> [Directive] Pick out every line in the listing below that contains the word "window", and copy each one.

> [Data for the task]
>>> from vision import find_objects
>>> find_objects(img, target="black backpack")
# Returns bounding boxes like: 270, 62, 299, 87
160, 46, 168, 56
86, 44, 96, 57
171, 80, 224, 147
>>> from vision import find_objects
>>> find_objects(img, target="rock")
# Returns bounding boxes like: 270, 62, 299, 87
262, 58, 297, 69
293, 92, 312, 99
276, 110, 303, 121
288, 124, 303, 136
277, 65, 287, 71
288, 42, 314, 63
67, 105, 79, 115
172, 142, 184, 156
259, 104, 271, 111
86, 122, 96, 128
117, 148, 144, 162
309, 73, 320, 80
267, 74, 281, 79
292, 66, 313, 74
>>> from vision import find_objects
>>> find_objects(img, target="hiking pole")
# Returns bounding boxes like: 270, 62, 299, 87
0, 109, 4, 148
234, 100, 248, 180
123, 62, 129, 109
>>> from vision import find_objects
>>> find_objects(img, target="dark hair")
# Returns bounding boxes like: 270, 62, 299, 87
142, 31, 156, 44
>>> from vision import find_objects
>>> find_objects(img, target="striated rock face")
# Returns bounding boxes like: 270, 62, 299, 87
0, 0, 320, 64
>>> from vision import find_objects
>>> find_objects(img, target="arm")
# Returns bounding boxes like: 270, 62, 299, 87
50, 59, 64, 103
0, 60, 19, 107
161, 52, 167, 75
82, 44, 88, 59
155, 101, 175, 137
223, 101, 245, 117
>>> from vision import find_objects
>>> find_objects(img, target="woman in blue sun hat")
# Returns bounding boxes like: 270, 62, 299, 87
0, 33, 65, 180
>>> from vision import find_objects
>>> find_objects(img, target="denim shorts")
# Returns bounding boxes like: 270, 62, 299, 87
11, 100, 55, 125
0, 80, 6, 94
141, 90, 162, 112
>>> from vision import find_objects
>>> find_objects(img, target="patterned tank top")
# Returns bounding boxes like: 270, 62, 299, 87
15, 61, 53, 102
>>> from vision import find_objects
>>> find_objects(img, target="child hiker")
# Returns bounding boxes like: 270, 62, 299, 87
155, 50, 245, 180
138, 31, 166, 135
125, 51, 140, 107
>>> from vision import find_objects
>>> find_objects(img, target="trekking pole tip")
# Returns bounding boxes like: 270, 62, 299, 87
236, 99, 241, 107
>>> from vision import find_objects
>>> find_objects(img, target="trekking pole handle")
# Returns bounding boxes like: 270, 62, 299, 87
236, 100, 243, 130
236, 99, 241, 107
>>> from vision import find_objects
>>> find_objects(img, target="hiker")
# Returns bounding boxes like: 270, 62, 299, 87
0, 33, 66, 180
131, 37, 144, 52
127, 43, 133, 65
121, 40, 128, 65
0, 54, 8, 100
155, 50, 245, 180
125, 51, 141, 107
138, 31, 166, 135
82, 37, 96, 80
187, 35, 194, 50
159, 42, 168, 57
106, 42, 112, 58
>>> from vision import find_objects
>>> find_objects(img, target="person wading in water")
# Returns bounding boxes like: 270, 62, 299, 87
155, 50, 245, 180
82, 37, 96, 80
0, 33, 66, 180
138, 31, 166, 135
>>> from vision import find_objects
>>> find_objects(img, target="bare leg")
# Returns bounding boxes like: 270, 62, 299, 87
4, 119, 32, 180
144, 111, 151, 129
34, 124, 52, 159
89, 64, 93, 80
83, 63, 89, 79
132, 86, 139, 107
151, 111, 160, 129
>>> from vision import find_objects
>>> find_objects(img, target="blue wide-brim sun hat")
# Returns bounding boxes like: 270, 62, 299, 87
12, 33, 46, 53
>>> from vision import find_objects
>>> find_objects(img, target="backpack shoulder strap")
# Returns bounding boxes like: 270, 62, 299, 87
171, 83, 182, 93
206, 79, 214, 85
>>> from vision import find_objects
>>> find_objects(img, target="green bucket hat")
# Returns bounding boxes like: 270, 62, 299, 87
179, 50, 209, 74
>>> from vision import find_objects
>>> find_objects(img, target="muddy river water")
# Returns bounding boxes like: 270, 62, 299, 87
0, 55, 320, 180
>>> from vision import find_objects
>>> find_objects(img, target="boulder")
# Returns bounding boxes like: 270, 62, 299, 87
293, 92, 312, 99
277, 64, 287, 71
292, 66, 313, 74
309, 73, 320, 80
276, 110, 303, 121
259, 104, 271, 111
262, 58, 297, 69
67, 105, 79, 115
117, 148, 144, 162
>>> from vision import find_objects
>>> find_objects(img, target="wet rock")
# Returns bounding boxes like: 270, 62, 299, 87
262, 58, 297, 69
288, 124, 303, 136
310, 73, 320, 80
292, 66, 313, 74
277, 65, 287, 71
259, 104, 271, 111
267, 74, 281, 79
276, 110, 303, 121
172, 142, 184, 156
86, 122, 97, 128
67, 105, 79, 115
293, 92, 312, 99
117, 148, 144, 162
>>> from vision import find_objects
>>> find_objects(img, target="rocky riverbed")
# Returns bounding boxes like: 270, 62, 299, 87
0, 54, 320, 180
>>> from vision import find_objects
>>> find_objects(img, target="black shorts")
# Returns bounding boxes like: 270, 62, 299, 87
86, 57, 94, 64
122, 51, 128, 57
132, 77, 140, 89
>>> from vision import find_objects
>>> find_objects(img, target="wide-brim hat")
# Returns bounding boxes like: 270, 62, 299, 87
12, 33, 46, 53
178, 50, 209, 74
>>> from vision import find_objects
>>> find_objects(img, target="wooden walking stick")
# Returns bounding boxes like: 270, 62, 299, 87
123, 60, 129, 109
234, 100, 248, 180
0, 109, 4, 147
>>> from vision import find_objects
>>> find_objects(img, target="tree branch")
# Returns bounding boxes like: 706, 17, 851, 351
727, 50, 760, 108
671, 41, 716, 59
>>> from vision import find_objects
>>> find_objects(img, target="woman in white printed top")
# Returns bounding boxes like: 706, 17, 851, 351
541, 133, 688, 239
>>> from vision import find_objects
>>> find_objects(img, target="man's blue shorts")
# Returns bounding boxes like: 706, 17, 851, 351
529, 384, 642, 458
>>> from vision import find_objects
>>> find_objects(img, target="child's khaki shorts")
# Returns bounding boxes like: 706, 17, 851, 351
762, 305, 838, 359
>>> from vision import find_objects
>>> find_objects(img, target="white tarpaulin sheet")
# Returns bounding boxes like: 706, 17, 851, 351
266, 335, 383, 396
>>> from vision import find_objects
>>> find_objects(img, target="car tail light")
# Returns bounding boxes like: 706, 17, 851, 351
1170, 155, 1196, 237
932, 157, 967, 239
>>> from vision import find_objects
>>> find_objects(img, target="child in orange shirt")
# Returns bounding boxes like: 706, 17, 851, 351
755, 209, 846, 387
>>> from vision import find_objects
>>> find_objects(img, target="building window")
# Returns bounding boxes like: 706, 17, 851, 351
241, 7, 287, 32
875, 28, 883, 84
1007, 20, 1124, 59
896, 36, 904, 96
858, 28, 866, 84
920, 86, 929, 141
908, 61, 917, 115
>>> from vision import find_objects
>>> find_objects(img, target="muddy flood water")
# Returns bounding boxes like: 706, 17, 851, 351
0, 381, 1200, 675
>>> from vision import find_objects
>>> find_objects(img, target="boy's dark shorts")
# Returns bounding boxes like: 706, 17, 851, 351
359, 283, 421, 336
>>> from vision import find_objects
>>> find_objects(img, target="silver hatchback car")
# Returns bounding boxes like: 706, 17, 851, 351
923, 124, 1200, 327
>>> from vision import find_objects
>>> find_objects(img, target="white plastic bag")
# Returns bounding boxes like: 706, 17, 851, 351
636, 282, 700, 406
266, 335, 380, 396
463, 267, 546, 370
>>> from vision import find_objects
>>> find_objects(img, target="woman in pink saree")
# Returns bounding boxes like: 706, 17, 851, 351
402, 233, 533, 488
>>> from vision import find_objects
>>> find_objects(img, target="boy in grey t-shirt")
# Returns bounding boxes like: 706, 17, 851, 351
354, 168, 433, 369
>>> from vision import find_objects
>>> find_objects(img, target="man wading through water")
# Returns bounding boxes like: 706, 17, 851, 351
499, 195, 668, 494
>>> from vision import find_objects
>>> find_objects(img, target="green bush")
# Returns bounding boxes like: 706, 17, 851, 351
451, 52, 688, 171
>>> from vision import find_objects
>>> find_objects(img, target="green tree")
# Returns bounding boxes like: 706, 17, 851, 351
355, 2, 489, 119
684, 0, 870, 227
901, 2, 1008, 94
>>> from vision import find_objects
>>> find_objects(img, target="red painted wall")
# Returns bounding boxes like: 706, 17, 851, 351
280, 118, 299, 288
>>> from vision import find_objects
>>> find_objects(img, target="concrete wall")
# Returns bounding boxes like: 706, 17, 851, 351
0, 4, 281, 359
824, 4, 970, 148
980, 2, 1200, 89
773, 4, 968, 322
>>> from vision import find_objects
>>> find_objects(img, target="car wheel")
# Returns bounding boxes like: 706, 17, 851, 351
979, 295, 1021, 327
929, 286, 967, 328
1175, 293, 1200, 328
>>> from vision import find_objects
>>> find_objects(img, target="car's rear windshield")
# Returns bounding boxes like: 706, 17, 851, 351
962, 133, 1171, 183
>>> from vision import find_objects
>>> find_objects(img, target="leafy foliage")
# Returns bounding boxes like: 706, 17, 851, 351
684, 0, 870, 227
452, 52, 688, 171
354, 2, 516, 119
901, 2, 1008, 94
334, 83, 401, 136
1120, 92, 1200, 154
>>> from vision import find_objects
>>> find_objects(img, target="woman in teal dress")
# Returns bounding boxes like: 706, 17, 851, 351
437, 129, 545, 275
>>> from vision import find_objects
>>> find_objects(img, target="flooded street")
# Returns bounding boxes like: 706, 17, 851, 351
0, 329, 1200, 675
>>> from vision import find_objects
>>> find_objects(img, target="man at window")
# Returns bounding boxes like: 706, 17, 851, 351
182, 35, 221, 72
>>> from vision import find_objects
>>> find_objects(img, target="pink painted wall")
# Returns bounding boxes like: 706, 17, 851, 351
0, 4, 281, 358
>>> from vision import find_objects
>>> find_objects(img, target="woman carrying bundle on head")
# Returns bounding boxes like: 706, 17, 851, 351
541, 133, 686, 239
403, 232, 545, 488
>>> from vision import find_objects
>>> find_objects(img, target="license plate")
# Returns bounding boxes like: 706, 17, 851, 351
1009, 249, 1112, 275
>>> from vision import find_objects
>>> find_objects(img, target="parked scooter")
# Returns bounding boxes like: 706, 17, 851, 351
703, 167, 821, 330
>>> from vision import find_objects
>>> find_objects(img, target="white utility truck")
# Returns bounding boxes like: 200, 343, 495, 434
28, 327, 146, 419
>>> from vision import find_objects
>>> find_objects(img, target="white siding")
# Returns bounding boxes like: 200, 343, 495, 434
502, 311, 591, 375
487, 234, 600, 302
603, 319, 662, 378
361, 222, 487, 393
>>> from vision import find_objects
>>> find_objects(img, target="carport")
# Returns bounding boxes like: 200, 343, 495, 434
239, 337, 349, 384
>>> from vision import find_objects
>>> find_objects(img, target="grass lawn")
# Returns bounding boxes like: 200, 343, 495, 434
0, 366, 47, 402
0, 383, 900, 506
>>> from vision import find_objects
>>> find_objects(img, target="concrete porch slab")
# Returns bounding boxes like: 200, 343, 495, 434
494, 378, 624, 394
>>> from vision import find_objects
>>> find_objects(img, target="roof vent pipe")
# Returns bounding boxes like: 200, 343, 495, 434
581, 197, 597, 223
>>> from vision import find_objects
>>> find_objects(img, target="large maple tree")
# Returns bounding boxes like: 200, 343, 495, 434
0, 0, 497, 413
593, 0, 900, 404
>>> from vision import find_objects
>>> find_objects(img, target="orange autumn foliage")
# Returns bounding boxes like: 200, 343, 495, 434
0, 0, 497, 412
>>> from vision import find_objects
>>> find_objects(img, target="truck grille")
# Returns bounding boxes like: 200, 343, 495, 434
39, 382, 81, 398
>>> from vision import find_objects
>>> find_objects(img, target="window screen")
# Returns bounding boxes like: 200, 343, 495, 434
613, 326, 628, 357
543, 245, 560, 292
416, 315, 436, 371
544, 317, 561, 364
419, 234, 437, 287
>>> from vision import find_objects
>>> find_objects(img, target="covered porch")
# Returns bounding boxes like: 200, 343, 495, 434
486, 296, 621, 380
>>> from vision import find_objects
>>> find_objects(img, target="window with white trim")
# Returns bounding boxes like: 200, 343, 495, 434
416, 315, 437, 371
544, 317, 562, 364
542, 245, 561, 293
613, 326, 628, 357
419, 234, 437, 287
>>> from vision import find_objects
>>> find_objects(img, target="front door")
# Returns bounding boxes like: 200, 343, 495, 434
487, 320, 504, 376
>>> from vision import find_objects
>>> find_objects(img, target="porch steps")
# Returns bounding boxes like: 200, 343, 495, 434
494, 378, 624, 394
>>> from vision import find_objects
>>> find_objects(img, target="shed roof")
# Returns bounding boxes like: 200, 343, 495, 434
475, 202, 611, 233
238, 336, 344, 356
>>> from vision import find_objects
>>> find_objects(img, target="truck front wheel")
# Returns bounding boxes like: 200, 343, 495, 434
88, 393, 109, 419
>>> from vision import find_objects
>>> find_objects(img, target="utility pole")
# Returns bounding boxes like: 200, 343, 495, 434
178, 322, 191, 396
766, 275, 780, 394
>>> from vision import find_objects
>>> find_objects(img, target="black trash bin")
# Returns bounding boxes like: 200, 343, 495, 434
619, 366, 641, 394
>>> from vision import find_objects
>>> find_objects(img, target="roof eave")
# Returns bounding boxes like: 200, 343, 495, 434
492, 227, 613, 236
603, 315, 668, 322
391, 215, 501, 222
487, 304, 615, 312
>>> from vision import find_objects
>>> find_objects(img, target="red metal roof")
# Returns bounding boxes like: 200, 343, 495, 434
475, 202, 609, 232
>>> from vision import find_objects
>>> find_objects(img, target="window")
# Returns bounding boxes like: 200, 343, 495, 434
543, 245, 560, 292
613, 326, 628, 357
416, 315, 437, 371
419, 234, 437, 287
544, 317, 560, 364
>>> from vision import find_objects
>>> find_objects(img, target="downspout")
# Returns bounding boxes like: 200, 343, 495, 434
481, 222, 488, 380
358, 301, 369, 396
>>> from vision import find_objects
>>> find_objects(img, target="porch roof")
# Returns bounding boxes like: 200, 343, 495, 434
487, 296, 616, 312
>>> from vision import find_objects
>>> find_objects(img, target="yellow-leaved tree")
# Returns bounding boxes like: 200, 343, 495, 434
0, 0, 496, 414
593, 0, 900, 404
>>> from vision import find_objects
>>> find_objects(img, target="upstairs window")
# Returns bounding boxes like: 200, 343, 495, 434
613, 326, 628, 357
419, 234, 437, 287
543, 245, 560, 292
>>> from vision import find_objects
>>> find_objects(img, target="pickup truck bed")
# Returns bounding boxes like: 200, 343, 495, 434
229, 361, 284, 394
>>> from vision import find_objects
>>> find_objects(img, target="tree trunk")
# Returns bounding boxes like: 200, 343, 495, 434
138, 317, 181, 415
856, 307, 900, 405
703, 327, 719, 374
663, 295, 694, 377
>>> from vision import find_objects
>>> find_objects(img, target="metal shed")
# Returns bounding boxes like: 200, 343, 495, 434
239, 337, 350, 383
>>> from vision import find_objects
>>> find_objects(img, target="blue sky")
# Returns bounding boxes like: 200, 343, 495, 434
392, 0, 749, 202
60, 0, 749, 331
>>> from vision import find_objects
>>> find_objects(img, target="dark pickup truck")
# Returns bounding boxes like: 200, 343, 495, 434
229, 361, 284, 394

> [Solved problem]
>>> find_objects(img, target="building window")
>>> find_objects(img, target="man at window")
>>> find_objects(img, target="window screen")
>>> find_objects(img, target="window with white trim")
>>> find_objects(img, target="window")
>>> find_objects(img, target="upstairs window")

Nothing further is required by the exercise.